SHORT PROBLEM 1 → In the records below, how many lines contain the string "green"? Case counts. Give only the number.

EXCERPT →
○ ○ ○ ○ ○
Video Editing, Part VIII
SMPTE/EBU time-code (or just " time-code") is an eight-digit code that allows you to specify precise video and audio editing points.
Once time-code become a part of a video file, a designated time-code point (set of numbers) cannot vary from one editing session to another or from one machine to another.
Editing instructions like, "cut the scene when Whitney smiles at the camera," leave room for interpretation -- especially if Whitney tends to smile a lot.
But even though a video recording may be four hours long, "00:01:16:12" refers to one very precise point within that total time.
Breaking the Code
Although a string of eight numbers like 02:54:48:17 might seem imposing, their meaning is simple: 2 hours, 54 minutes, 48 seconds and 17 frames.
If there is anything tricky about time-code, it's the fact that you don't add and subtract from a base of ten the way you do with most math problems.
The first two numbers are based on 24 hours. This is so-called military time.
Instead of the time starting again at 1:00 p.m. in the afternoon, the time at that point becomes 13-hundred (13:00) hours and goes all the way to 23-hundred hours, 59-minues-59 seconds, at which point things start over.
In time code the minute and second numbers range from 00 to 59, just the way they do on any clock, and the frames go from 00 to 29. (Recall there are 30 frames per second in NTSC video. The PAL and SECAM systems use 25 as a base.)
Thirty frames, like 5/5 of a mile, would be impossible in time-code display, because 30 frames in NTSC equal one second. (The next frame after 29 would add a complete second and the frame counter would start counting over again on the next second.)
Likewise, "60 minutes" would be impossible in time-code (but not necessarily impossible on CBS).
Question: What comes after 04 hours, 59 minutes, 59 seconds and 29 frames (04:59:59:29)? If you said 05:00:00:00 you would be right.
Now let's look at some more complex time-code problems.
If one video segment is 8 seconds, 20 frames long, and a second segment is 6 seconds, 19 frames long, what is the total time?
Note in this example that as we add the total number of frames we end up with 39. But, since there can be only 30 frames in a second, we add one second to the seconds' column and we end up with 9 frames. (39 minus 30 = 09 frames). Adding 9 seconds (8 plus the 1 we carried over) and 6 gives us 15 seconds, for a total of 15:09.
Let's look at this question. If the time-code point for entering a video segment is 01:22:38:25, and the out-point is 01:24:45:10, what is the total time of the segment?
Note that since we can't subtract 25 frames from 10 frames we have to change the 10 to 40 by borrowing a second from the 45.
For people who regularly do time-code calculations, computer
programs and small hand held calculators are available. An Internet search will bring up Windows and Mac time-code calculators available for downloading.
Basic time-code assumes a frame rate of 30 per-second or 25 per-second, depending on the country. For the following discussion we'll use 30, which the U.S and a number of other countries use.
○ ○ ○ ○ ○
[Excerpts from point annotation data]

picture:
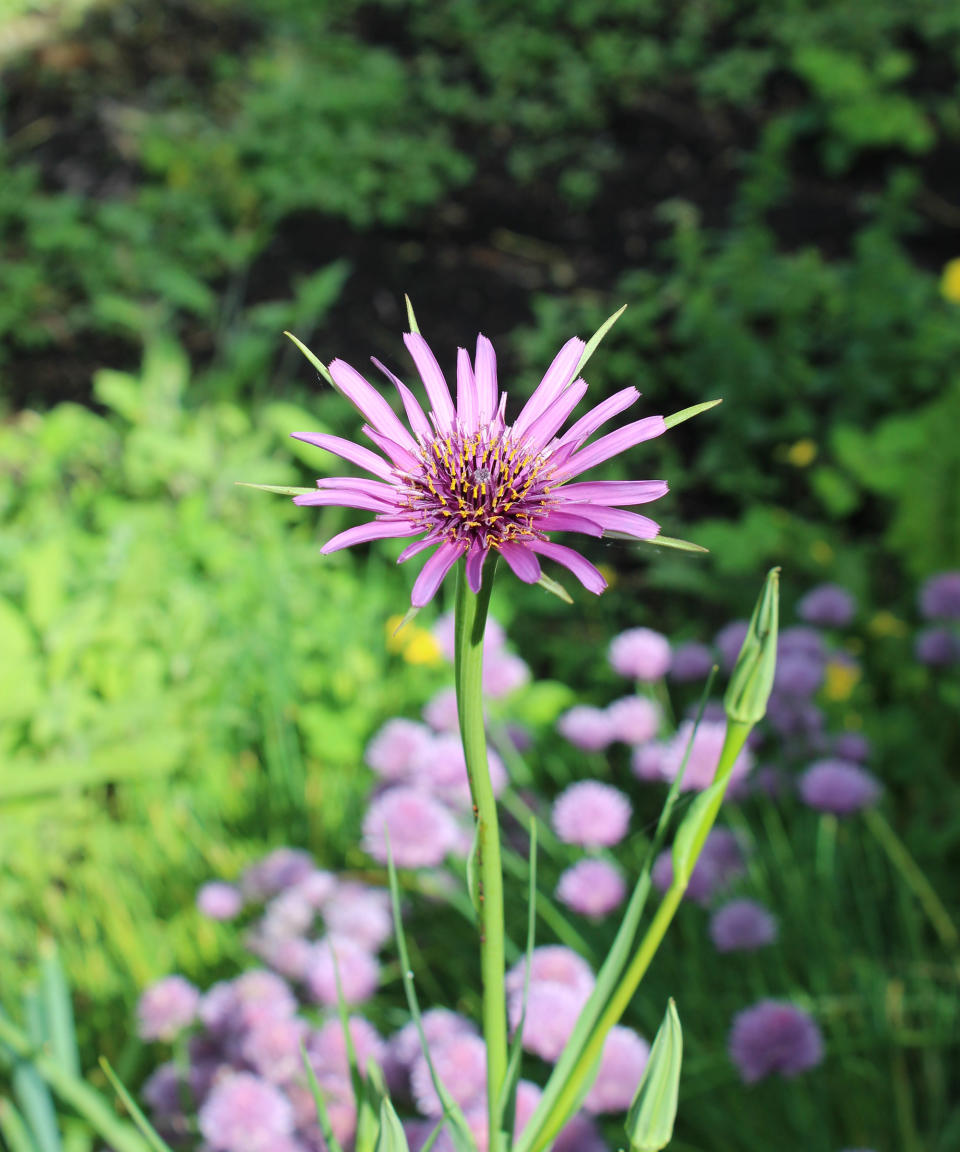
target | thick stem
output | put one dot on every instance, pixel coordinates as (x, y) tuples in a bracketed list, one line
[(470, 621)]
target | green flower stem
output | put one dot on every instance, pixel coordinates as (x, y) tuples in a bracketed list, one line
[(470, 621), (573, 1090)]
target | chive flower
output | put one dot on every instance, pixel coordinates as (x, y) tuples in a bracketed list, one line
[(463, 483)]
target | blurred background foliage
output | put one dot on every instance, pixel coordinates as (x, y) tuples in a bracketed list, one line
[(771, 188)]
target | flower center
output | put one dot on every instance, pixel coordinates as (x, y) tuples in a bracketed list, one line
[(480, 489)]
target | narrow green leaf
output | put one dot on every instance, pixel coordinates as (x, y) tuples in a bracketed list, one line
○ ○ ○ ○ ○
SHORT PROBLEM 2 → Condense the paragraph of the time-code text that begins "In time code the minute and second numbers" into a short list that keeps its main facts.

RIGHT ANSWER 1 → 2

RIGHT ANSWER 2 →
- Minutes and seconds run from 00 to 59, as on any clock.
- Frames run from 00 to 29.
- NTSC video has 30 frames per second, while PAL and SECAM use 25 as a base.